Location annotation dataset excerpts
┄┄┄┄┄┄┄┄┄┄

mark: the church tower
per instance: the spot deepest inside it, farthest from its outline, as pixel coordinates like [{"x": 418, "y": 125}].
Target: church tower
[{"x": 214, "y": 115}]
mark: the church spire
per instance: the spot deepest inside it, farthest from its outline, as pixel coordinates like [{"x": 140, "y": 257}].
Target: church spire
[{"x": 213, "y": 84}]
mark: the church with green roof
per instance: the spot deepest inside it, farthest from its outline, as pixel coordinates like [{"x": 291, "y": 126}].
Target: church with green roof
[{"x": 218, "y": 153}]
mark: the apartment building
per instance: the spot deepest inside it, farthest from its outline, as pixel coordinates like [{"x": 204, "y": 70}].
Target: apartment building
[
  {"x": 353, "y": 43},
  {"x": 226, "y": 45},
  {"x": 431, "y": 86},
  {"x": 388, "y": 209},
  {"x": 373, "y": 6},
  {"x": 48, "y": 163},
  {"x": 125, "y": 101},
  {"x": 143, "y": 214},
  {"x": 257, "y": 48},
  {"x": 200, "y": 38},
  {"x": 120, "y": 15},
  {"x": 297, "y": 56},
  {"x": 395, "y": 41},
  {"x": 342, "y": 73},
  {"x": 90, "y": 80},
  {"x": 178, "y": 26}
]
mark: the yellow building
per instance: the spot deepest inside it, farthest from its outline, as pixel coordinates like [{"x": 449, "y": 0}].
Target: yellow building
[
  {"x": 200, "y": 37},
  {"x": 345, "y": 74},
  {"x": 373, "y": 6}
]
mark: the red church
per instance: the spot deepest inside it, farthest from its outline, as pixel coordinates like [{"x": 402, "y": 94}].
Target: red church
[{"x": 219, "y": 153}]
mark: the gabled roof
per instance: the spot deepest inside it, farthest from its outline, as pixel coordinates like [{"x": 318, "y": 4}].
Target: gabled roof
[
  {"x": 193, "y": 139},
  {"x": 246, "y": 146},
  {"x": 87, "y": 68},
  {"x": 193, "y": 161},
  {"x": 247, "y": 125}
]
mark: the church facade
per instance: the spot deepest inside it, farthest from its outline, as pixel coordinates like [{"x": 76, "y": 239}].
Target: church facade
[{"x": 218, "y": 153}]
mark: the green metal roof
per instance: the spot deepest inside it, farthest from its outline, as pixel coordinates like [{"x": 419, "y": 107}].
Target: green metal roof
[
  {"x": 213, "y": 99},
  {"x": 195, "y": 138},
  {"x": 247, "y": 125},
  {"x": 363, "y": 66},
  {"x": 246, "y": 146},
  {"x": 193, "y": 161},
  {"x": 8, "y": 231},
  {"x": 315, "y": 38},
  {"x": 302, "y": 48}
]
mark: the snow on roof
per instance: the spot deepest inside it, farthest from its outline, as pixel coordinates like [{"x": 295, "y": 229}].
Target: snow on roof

┄┄┄┄┄┄┄┄┄┄

Copy out all of the records shown above exactly.

mark: the church tower
per instance: the spot deepest inside it, farthest from its outline, as pixel coordinates like [{"x": 418, "y": 125}].
Target: church tower
[{"x": 214, "y": 115}]
mark: the church spire
per instance: the spot deepest inside it, farthest from its outline, as pixel coordinates like [{"x": 140, "y": 257}].
Target: church spire
[{"x": 213, "y": 84}]
mark: the church with green roof
per instance: the spot deepest inside it, farthest from its outline, as pixel coordinates like [{"x": 291, "y": 126}].
Target: church with green roof
[{"x": 218, "y": 153}]
mark: the apartment building
per instance: the spot deepest inside it, farthest from its outline, as pixel coordinates like [{"x": 204, "y": 70}].
Target: apartment building
[
  {"x": 353, "y": 43},
  {"x": 226, "y": 45},
  {"x": 431, "y": 86},
  {"x": 388, "y": 209},
  {"x": 373, "y": 6},
  {"x": 48, "y": 163},
  {"x": 125, "y": 101},
  {"x": 143, "y": 214},
  {"x": 257, "y": 48},
  {"x": 200, "y": 38},
  {"x": 120, "y": 15},
  {"x": 297, "y": 56},
  {"x": 395, "y": 41},
  {"x": 342, "y": 73},
  {"x": 90, "y": 80},
  {"x": 178, "y": 26}
]
mark: the yellow building
per instance: the spot deepest inside it, farthest from its outline, as pixel coordinates like [{"x": 449, "y": 0}].
Target: yellow building
[
  {"x": 200, "y": 37},
  {"x": 345, "y": 74},
  {"x": 373, "y": 6}
]
mark: the red church
per instance: the spot deepest inside it, farthest from its outline, as pixel coordinates like [{"x": 402, "y": 94}].
Target: red church
[{"x": 219, "y": 153}]
mark: the gabled roof
per instance: the spot deepest inside it, farthest from its outline, as pixel coordinates like [{"x": 318, "y": 4}].
Target: gabled roof
[
  {"x": 193, "y": 139},
  {"x": 246, "y": 146},
  {"x": 87, "y": 68},
  {"x": 193, "y": 161},
  {"x": 247, "y": 125}
]
mark: the church facade
per instance: the spot deepest inside it, farthest from its outline, as pixel coordinates like [{"x": 76, "y": 239}].
Target: church facade
[{"x": 218, "y": 153}]
mark: the green metal roof
per instance: the spot deepest inside it, farthest from its outline, as pixel coordinates like [{"x": 419, "y": 107}].
Target: green metal roof
[
  {"x": 213, "y": 99},
  {"x": 195, "y": 138},
  {"x": 247, "y": 125},
  {"x": 363, "y": 66},
  {"x": 246, "y": 146},
  {"x": 193, "y": 161},
  {"x": 8, "y": 231},
  {"x": 315, "y": 38},
  {"x": 302, "y": 48}
]
mark: the snow on roof
per instance: the spot deepest inside it, farthest from its outline, as pixel coordinates like [{"x": 295, "y": 229}].
Target: snow on roof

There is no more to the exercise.